REQUEST:
Answer each question from the blog excerpt below.
1. Why does the excerpt say time would have no meaning in a universe holding only photons?
2. With whom did the writer discuss space-time curvature?
3. Which book does the writer say they own and used often?

Penrose talked about what happened before the big bang.
All the math breaks down there both classically and
the best quantum efforts, so you have to come up with
something new. His talk centered around the concept
that, at a nearly infinite time from now when lambda has
accelerated everything away and if all particles have decayed
away and black holes have evaporated, and somehow you
could get rid of electrons too, then there would be only
photons in the universe. In that case time has no meaning
at all since photons don't experience times. You can't build
clocks. This is an interesting idea. But then he made a huge
leap and said that if suddenly the phase space is rescaled so that
it appears to be a very dense universe, then it looks
like the big bang and everything starts over again.

Erin

Tuesday, April 11, 2006

Space-time curvature

Today I had an interesting discussion with Andrei
Gruzinov about space-time curvature. I
see clearly now that most of the un-intuitive aspects of
GR (even black holes) have the same source as the
un-intuitive aspects of special relativity. The fact that light
needs no medium for propagation leads to SR, and there
is little conceptually new in GR other than the equivalence
principle. The difference between SR and GR comes from the
fact that accelerations due to sources (such as gravity, EM)
have spatial gradients and this manifests itself as curvature
when you write down the covariant formulation.

There are some aspects of GR that seem really new, for
example the expansion of space. Andrei pointed
out that for an infinite universe you can always reformulate
the problem as particles in space given initial velocities flying
apart; nothing new there. But I don't think a closed universe
with positive curvature can be reformulated in that way
because it is not simply connected, so eventually the particles
will mix and this will produce observational differences.
The thing is, GR is a local theory, it doesn't tell us anything
about the global properties of the universe. We may
need something new altogether to address whether, for
example, the universe can have non-trivial topology.

Erin

Tuesday, April 04, 2006

More tests

I decided to run some of these tests on our
cluster sample and I definitely see a difference
with the better resolved sources. Now I want
to see how few sources I can cut and still get
the improvement. More tomorrow.

Numpy

Today there was a thread on the Numpy
discussion list about the fee based
documentation. People there made some
good points about this. This guy is actually
writing a book here, and its not like I haven't
bought books before; I own the Perl book
for example and used it all the time when I
was writing a lot of Perl code.

On the other hand, what is really needed for this numpy
thing is really just a list of all the available
commands as much as anything. This I can
do from the source perhaps, and I might actually
do that once they get all the good stuff from numarray
ported over. We'll see.

Erin

Monday, April 03, 2006

Trends in the signal and Python disappointment

Trends

I'm seeing trends of the signal with the resolution of
the source galaxies, the distance (in arcseconds) from
the source to the lens. I see no trends with the seeing,
the redshift of the source, the redshift of the lens, or
deblending (at least the blended flag).

The resolution thing is odd because earlier tests showed
no dependence on it. It may be correlated with the galaxy
density, but in that case there is another variable besides
deblending involved and I don't have a guess yet as to
what it is.

RECORDED INFORMATION:
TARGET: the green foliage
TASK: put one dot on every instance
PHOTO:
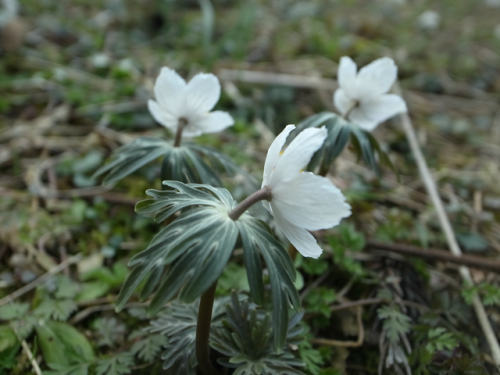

ANSWER TO THIS PROBLEM:
1. Photons don't experience time, so you can't build clocks.
2. Andrei Gruzinov.
3. The Perl book.